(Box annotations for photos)
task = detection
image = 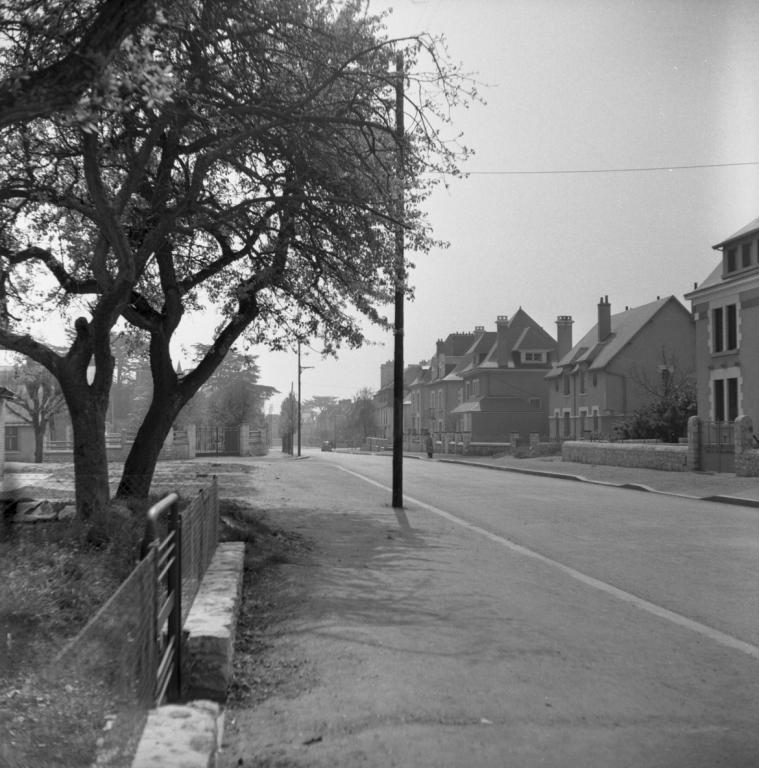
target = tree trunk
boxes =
[34,422,47,464]
[69,399,110,520]
[116,391,184,498]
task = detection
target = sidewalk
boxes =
[424,454,759,506]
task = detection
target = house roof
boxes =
[685,262,722,299]
[712,218,759,249]
[547,296,688,378]
[452,396,527,413]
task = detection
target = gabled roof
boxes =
[712,218,759,250]
[547,296,690,378]
[443,331,498,381]
[685,261,722,299]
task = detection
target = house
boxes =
[546,296,696,440]
[373,360,425,440]
[685,218,759,425]
[424,325,495,435]
[449,307,571,447]
[0,386,15,478]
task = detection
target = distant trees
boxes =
[303,389,375,445]
[617,349,697,443]
[184,344,275,428]
[6,359,66,464]
[0,0,470,517]
[350,388,376,443]
[279,392,298,453]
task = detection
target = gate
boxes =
[701,421,735,472]
[195,426,240,456]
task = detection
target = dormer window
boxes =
[725,248,738,272]
[741,243,753,269]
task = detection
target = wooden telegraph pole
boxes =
[393,53,406,509]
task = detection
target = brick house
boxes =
[373,360,426,440]
[421,326,480,434]
[452,307,571,445]
[685,218,759,426]
[546,296,696,440]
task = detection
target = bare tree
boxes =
[0,0,476,516]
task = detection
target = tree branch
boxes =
[0,0,155,128]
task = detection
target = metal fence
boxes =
[47,477,219,760]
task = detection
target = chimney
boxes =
[495,315,511,368]
[556,315,574,360]
[380,360,395,389]
[598,296,611,343]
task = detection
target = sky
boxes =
[248,0,759,410]
[13,0,759,411]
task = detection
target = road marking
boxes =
[340,467,759,659]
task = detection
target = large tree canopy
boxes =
[0,0,476,514]
[0,0,170,127]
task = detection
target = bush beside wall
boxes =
[561,440,690,472]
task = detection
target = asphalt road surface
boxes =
[225,453,759,768]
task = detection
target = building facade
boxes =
[546,296,696,440]
[686,218,759,424]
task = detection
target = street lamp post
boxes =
[298,339,314,456]
[392,53,406,509]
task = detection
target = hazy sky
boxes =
[251,0,759,410]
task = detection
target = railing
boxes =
[142,493,182,706]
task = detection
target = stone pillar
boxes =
[733,416,754,460]
[688,416,702,472]
[240,424,250,456]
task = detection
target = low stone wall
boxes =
[561,440,690,472]
[183,541,245,702]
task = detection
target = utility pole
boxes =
[298,339,314,456]
[393,53,406,509]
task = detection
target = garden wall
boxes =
[561,440,691,472]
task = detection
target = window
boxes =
[713,377,738,421]
[712,307,724,352]
[725,304,738,349]
[712,304,738,353]
[5,427,18,451]
[741,243,752,269]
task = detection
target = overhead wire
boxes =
[462,160,759,176]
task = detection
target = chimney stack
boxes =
[598,296,611,343]
[556,315,574,360]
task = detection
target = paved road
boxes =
[227,454,759,768]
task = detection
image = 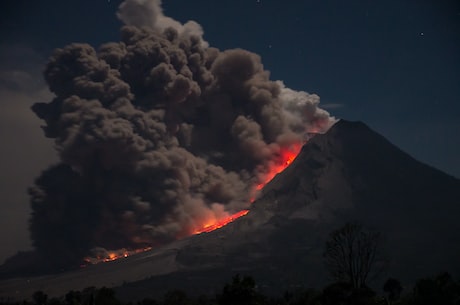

# What the task requires
Change every "target" in the entries above to "object" and write all the entries out again with nothing else altered. Leave the pictures out of your answer.

# Reply to the exercise
task = detection
image = 
object = tree trunk
boxes =
[34,422,47,464]
[69,399,110,520]
[116,391,184,498]
task = detection
object = sidewalk
boxes =
[424,454,759,506]
task = detection
object = house roof
boxes =
[685,262,722,299]
[712,218,759,249]
[547,296,688,378]
[452,396,527,413]
task = detection
object = gabled roof
boxes =
[712,218,759,250]
[547,296,690,378]
[443,331,498,381]
[685,261,722,299]
task = detection
object = house
boxes =
[546,296,696,440]
[373,360,425,440]
[685,218,759,425]
[424,325,495,435]
[449,307,571,447]
[0,386,15,478]
task = detection
object = distant trees
boxes =
[303,389,375,445]
[617,349,697,443]
[184,344,275,428]
[6,359,66,464]
[0,0,470,517]
[350,388,376,443]
[279,392,298,453]
task = detection
object = gate
boxes =
[701,421,735,472]
[195,426,240,456]
task = detection
object = dormer window
boxes =
[725,248,738,272]
[741,243,753,269]
task = detection
object = wooden telegraph pole
boxes =
[393,53,406,509]
task = detection
object = brick house
boxes =
[373,360,426,440]
[421,326,480,434]
[452,307,571,445]
[685,218,759,426]
[546,296,696,440]
task = detection
object = bare tree
boxes =
[0,0,476,516]
task = detection
object = tree branch
boxes =
[0,0,155,128]
task = detection
object = metal fence
boxes =
[47,477,219,760]
task = detection
object = chimney
boxes =
[495,315,511,368]
[556,315,574,360]
[380,360,395,389]
[598,296,611,343]
task = detection
object = sky
boxes =
[248,0,759,410]
[13,0,759,411]
task = detection
object = road marking
boxes =
[340,467,759,659]
task = detection
object = large tree canopy
boxes =
[0,0,476,514]
[0,0,170,127]
task = detection
object = bush beside wall
boxes =
[561,440,690,472]
task = detection
object = asphalt road surface
boxes =
[225,453,759,768]
task = detection
object = building facade
boxes =
[546,296,696,440]
[686,218,759,424]
task = detection
object = street lamp post
boxes =
[298,339,314,456]
[392,53,406,509]
task = detection
object = hazy sky
boxes =
[251,0,759,410]
task = detection
object = railing
boxes =
[142,493,182,706]
task = detection
object = stone pillar
boxes =
[733,416,754,460]
[688,416,702,472]
[240,424,250,456]
task = detection
object = low stone wall
boxes =
[561,440,690,472]
[183,541,245,702]
task = detection
object = utility pole
boxes =
[298,339,314,456]
[393,53,406,509]
task = detection
object = garden wall
boxes =
[561,440,691,472]
task = detection
object = window
boxes =
[713,377,738,421]
[712,307,724,352]
[725,304,738,349]
[712,304,738,353]
[5,427,18,451]
[741,243,752,269]
task = detection
object = overhead wire
boxes =
[462,160,759,176]
task = detection
object = chimney stack
boxes =
[598,296,611,343]
[556,315,574,360]
task = detection
object = paved road
boxes =
[227,454,759,768]
task = detection
image = 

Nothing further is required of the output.